- [JOB] Copy out the lines from the one containing "Every instance of the patterned" through the one containing "<point>199,414</point>", swapping each "sheep" for "lamb" and changing nothing else.

- [RECORDS FOR PROCESSING]

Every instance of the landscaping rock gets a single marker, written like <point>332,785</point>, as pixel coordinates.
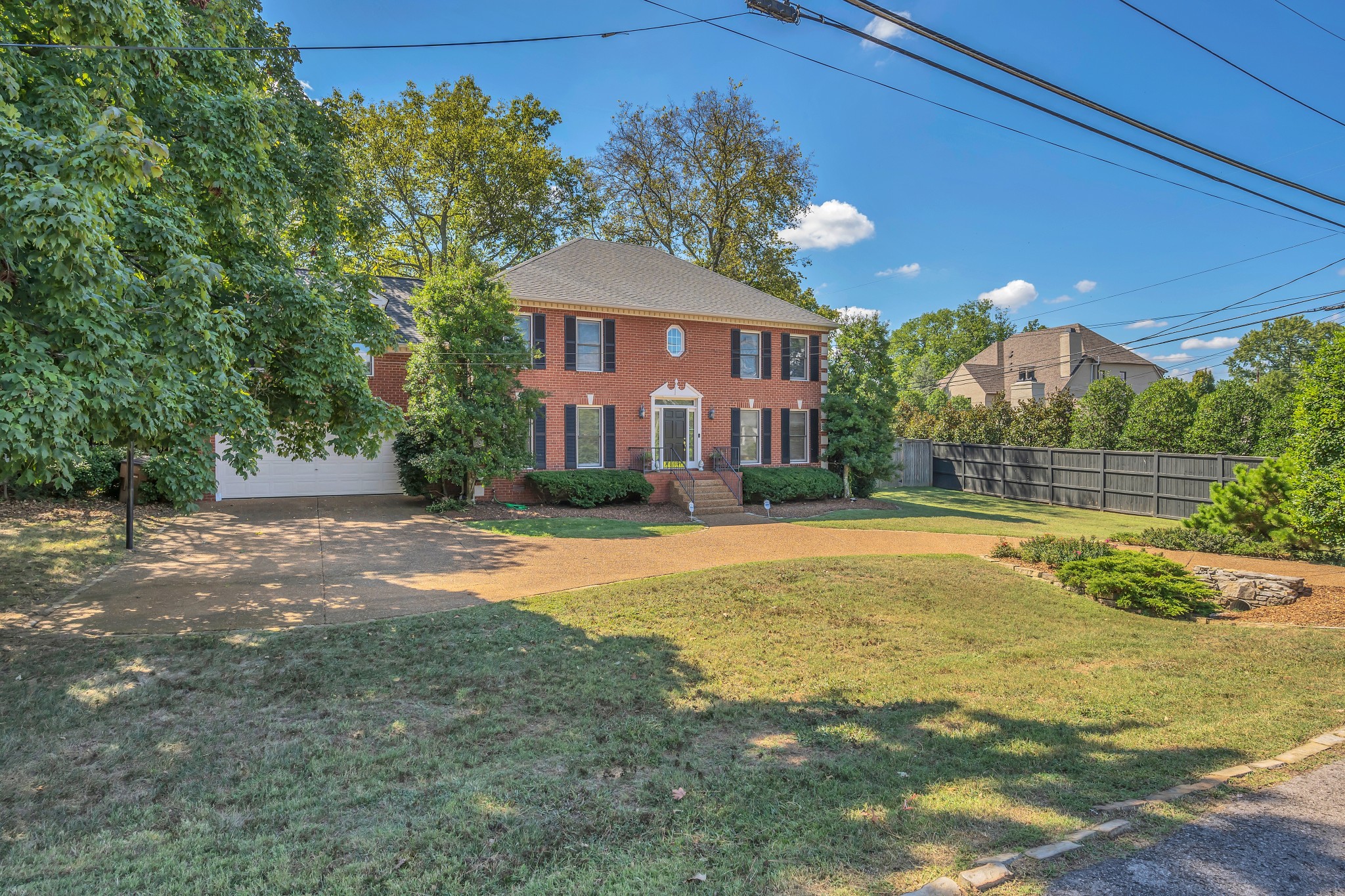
<point>984,878</point>
<point>1051,851</point>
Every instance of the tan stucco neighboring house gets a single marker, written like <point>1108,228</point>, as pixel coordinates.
<point>1034,364</point>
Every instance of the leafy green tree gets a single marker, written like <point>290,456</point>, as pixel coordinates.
<point>1101,414</point>
<point>1160,418</point>
<point>1285,344</point>
<point>1228,421</point>
<point>934,344</point>
<point>713,182</point>
<point>454,178</point>
<point>154,207</point>
<point>1317,450</point>
<point>860,403</point>
<point>467,413</point>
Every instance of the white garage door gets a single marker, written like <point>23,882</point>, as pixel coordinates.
<point>282,477</point>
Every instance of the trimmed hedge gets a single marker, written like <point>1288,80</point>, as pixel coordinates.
<point>1143,582</point>
<point>790,484</point>
<point>590,488</point>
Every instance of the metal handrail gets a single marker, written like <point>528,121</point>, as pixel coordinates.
<point>722,461</point>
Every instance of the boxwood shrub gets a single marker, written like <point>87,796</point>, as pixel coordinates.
<point>790,484</point>
<point>590,488</point>
<point>1143,582</point>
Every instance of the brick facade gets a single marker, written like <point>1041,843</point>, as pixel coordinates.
<point>643,364</point>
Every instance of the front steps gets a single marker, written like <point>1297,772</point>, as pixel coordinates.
<point>712,496</point>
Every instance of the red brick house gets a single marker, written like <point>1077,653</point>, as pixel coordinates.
<point>648,362</point>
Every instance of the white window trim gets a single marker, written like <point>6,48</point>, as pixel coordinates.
<point>588,320</point>
<point>669,332</point>
<point>600,435</point>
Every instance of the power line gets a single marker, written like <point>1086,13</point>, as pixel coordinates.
<point>366,46</point>
<point>996,124</point>
<point>1315,24</point>
<point>872,9</point>
<point>1227,61</point>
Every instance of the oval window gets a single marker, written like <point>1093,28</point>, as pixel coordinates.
<point>677,341</point>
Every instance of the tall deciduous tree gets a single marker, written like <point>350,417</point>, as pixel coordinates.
<point>860,403</point>
<point>1101,414</point>
<point>467,413</point>
<point>713,182</point>
<point>151,209</point>
<point>1160,418</point>
<point>454,178</point>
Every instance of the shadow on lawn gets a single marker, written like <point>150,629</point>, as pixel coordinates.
<point>490,747</point>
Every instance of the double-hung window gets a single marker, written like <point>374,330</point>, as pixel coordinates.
<point>798,358</point>
<point>588,345</point>
<point>749,356</point>
<point>798,437</point>
<point>749,436</point>
<point>588,435</point>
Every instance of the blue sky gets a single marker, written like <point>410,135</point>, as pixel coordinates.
<point>977,209</point>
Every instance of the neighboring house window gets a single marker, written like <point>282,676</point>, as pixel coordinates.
<point>798,437</point>
<point>588,435</point>
<point>676,341</point>
<point>523,324</point>
<point>588,347</point>
<point>749,436</point>
<point>749,355</point>
<point>798,358</point>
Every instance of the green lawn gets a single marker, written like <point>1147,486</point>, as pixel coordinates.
<point>969,513</point>
<point>838,726</point>
<point>583,527</point>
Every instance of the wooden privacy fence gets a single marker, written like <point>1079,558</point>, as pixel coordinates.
<point>1143,482</point>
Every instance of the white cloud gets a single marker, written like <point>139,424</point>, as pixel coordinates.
<point>1212,344</point>
<point>884,30</point>
<point>1012,296</point>
<point>829,226</point>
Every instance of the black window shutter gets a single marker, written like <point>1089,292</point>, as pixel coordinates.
<point>540,438</point>
<point>609,345</point>
<point>814,436</point>
<point>766,436</point>
<point>571,442</point>
<point>609,436</point>
<point>540,341</point>
<point>735,436</point>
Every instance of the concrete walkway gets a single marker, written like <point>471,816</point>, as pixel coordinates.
<point>1282,842</point>
<point>286,562</point>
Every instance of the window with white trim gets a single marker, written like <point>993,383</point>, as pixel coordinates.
<point>749,437</point>
<point>676,341</point>
<point>749,355</point>
<point>588,437</point>
<point>588,345</point>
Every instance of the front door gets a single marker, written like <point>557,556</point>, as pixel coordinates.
<point>674,437</point>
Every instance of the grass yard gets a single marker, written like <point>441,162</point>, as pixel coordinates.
<point>969,513</point>
<point>847,726</point>
<point>584,527</point>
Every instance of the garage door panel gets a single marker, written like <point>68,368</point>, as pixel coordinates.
<point>335,475</point>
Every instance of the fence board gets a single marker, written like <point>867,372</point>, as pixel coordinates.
<point>1141,482</point>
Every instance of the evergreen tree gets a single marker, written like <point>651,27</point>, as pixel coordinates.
<point>467,413</point>
<point>1101,414</point>
<point>860,403</point>
<point>1160,418</point>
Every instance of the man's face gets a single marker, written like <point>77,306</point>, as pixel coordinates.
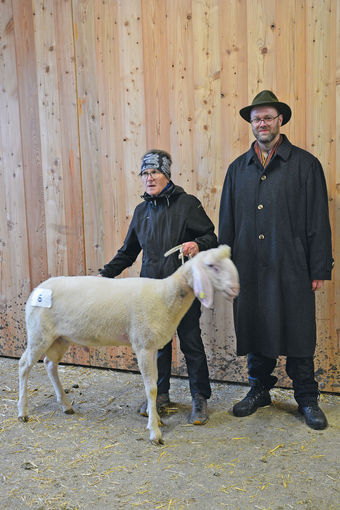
<point>267,130</point>
<point>154,181</point>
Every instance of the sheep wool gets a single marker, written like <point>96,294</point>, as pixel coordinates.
<point>145,312</point>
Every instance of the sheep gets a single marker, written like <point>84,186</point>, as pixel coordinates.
<point>143,312</point>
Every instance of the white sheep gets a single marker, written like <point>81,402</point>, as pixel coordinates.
<point>143,312</point>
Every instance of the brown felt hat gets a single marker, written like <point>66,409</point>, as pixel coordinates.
<point>267,98</point>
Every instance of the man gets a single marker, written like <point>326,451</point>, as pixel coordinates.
<point>274,216</point>
<point>166,218</point>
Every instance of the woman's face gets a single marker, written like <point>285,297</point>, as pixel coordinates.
<point>154,181</point>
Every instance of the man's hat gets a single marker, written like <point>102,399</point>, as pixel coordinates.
<point>267,98</point>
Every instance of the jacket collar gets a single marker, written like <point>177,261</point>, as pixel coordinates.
<point>283,151</point>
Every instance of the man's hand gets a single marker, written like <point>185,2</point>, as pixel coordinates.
<point>190,249</point>
<point>317,284</point>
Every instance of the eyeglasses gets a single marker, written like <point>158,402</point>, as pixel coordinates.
<point>152,173</point>
<point>266,120</point>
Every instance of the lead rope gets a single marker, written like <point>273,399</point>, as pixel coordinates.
<point>173,250</point>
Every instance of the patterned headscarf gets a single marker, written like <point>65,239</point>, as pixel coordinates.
<point>158,160</point>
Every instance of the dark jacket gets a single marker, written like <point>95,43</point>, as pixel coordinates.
<point>158,224</point>
<point>276,222</point>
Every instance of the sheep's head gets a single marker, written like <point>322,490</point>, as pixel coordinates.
<point>214,270</point>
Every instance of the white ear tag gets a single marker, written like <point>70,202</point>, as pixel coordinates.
<point>42,297</point>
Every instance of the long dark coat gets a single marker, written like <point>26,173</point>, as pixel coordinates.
<point>276,222</point>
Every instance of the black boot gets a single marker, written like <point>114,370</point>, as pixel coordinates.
<point>257,396</point>
<point>314,416</point>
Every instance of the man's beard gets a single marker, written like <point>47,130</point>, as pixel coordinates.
<point>266,137</point>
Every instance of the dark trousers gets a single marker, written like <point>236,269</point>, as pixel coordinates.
<point>300,371</point>
<point>189,334</point>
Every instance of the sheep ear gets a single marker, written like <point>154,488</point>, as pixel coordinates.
<point>202,286</point>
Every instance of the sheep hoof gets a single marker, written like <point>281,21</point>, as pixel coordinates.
<point>157,442</point>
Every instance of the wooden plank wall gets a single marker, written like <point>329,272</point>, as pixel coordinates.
<point>88,85</point>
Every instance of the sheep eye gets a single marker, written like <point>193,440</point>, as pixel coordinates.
<point>212,266</point>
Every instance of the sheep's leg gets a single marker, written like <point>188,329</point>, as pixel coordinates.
<point>31,355</point>
<point>51,360</point>
<point>147,362</point>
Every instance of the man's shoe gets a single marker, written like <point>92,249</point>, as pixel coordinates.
<point>315,418</point>
<point>258,396</point>
<point>162,401</point>
<point>199,414</point>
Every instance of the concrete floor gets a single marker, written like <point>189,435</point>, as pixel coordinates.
<point>100,457</point>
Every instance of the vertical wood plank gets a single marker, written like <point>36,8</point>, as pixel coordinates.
<point>261,46</point>
<point>234,79</point>
<point>156,74</point>
<point>14,260</point>
<point>336,225</point>
<point>133,102</point>
<point>320,129</point>
<point>207,100</point>
<point>89,133</point>
<point>181,99</point>
<point>289,26</point>
<point>70,157</point>
<point>49,115</point>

- [OUTPUT OF THE EXERCISE]
Every instance of the patterned headscarf gets a single marker, written like <point>65,239</point>, as pixel coordinates.
<point>158,160</point>
Every instance of the dark jacket gets a single marker, written like <point>95,43</point>, as pixel coordinates.
<point>158,224</point>
<point>276,222</point>
Every instance of the lamb's head gets a single marker, written like <point>322,490</point>, as pixel coordinates.
<point>214,270</point>
Every instance of the white ear tag gets a single marker, written like <point>70,202</point>, as pixel coordinates.
<point>42,297</point>
Every instance of the long dark coat gets a single marker, written like <point>26,173</point>, as pixel coordinates.
<point>276,222</point>
Every instance of the black boot gets a single marker, written like <point>114,370</point>, as pixel coordinates.
<point>257,396</point>
<point>314,416</point>
Every instance of the man's beard gets a single marker, written like <point>47,130</point>, as pixel coordinates.
<point>266,137</point>
Every instance of the dark trousers gets a single marker, written like <point>236,269</point>, as pixel coordinates.
<point>300,371</point>
<point>189,334</point>
Every instance of the lamb ear gets a single marker, written like <point>154,488</point>, as pixel coordinates.
<point>202,286</point>
Every instance of the lamb hoof gets a single marker, written like <point>281,21</point>, as pixel coordinates.
<point>157,442</point>
Every instance of the wooden plank wall gets a single marker, written like <point>329,272</point>, as pixel coordinates.
<point>88,85</point>
Every instance of the lamb eye gets a single marker, written like <point>193,440</point>, as pixel coordinates.
<point>212,266</point>
Every instance of the lamb's leg gets a single marker, written like <point>188,329</point>, as pixel coordinates.
<point>31,355</point>
<point>51,360</point>
<point>147,362</point>
Every instance of the man's shoe gets a single marker, written like <point>92,249</point>, as pixel coordinates.
<point>315,418</point>
<point>258,396</point>
<point>162,401</point>
<point>199,414</point>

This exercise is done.